• **EXTRACT**
• • • •
Antony Widoff, who records nearly orchestral one-man-band pop under the name Weak, is oddly reminiscent of an earlier D.I.Y. orchestral pop contender, Ultra Vivid Scene's Kurt Ralske, with two notable exceptions: he doesn't drown his music in Cocteau Twins-style reverb and he's not an insufferably pretentious git. Make no mistake, Widoff is a little pretentious -- the lyrics evoke the occasional eye roll and he sometimes equates a straining falsetto vocal with "passion" -- but mostly in a good way, and most of Weak is hugely entertaining. Widoff makes a point to throw as many changeups into his arrangements as he possibly can, with the result that "What Brought Us Together" has the gimmicky charm of a mid-'80s Cure or Siouxsie & the Banshees single, complete with vibraphone fills, finger clicks, and a swinging eighth-note beat constructed out of what sounds like the wheezing of a dying air conditioner, and right after that, the haunting, crystalline "Alice Said" sets one of the album's most emotional lyrics to a simple synthesizer melody that has the direct-hit heartbreak of a classic John Cale ballad. He even covers the immortal "Here, There and Everywhere" without looking like a complete idiot in the attempt. Weak is the sort of album that takes a couple of listens to fully sink in, but time spent with it is paid back with dividends. - Stewart Mason

"Illinois State University"

November 20, 2003

Antony Widoff recently gave a demonstration and solo performance at Illinois State University, where I teach composition and theory. I am writing to express the great impact of his demo and concert on all who attended-electronic musicians, traditional composers, and musical laypersons alike. His was the most valuable visit for our composition students in recent memory. I recommend his presentation without qualification to any composition, electronic music, or music business program.

I invited Tony because I was captivated by his recent pop CD Weak. I knew he had experience in academic music settings, in software development, and in commercial music as well, but I had no real idea how inspiring his demonstration would be. His idiosyncratic use of technology was fascinating and virtuosic. His presentation was articulate and meaningful in some way to all present, despite the wide range of their experience with music technology. Perhaps the most valuable lesson for our students, though, lay in Tony's paradoxical relationship to the technology. Here was an expert user, a verifiable digital music geek, proclaiming that technology is more often than not a limiting and de-humanizing force, that nothing was more expressive, and therefore potentially powerful, than the human voice. Tony showed that it is possible to use current tools to create what one wants, but that the user must beware of the seductive power of the gear. His demonstration gave me as well as my students much to think about.

Tony displayed a similar combination of useful expertise and skepticism regarding music business. Tony earns much of his living writing commercial music for radio and television. He gave valuable advice to students about how to make their way in the commercial world, even taking the time to counsel one student individually and take home his demo CD for further comment. At the same time, he was completely frank about his serious qualms, musical and ethical, with commercial music work. He did not come off at all as a tormented, burned-out cynic; rather, he exuded the calm of someone who has made some difficult but carefully thought-out compromises with the "real world." This was yet another lesson to our composition students-those who think of commercial music as all glamor and riches as well as those who have not bothered to think at all about making a living.
• • • •
• **DATA FOR REVIEW**
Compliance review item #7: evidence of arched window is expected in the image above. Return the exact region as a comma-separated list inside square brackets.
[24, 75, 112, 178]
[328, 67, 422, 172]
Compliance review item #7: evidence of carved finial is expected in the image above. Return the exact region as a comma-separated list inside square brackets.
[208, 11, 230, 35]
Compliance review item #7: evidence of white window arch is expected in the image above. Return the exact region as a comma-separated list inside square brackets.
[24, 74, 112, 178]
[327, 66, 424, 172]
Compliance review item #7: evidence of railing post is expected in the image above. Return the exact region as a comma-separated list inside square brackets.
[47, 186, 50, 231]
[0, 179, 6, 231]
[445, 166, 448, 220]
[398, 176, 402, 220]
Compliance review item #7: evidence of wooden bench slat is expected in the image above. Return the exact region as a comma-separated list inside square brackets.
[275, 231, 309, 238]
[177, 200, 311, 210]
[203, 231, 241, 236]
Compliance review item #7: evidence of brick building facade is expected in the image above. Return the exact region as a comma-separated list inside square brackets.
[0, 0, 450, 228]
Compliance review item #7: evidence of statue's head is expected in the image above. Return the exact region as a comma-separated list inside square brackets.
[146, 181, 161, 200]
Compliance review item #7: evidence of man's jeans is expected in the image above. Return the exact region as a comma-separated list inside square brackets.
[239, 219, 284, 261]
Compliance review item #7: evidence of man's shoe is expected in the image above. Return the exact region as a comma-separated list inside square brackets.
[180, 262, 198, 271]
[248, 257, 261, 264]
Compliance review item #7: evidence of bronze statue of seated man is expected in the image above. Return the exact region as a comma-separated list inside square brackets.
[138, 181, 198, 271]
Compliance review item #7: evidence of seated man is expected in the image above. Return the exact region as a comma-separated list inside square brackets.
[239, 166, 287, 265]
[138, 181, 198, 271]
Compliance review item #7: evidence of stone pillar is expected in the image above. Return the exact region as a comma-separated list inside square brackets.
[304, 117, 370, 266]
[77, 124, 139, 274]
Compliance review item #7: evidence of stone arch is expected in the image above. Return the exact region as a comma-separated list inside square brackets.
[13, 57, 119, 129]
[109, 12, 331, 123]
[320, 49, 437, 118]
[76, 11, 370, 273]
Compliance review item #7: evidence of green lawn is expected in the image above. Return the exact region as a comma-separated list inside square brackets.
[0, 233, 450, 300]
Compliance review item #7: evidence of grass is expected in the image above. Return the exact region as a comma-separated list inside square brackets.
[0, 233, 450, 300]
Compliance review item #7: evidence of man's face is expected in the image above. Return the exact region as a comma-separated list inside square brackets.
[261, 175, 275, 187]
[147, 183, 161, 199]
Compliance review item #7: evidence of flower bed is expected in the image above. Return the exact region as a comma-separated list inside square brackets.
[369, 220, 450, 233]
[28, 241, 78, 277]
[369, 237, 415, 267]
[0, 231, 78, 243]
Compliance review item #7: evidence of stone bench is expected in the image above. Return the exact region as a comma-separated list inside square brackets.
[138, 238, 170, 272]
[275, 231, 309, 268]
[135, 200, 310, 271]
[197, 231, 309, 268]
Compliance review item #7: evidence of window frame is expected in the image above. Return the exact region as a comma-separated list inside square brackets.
• • • •
• **EXERCISE DIRECTIONS**
Quote the passage of the text on Antony Widoff above that opens with the words containing "November 20, 2003" and closes with "music business program.".

• **SOLVED PROBLEM**
November 20, 2003

Antony Widoff recently gave a demonstration and solo performance at Illinois State University, where I teach composition and theory. I am writing to express the great impact of his demo and concert on all who attended-electronic musicians, traditional composers, and musical laypersons alike. His was the most valuable visit for our composition students in recent memory. I recommend his presentation without qualification to any composition, electronic music, or music business program.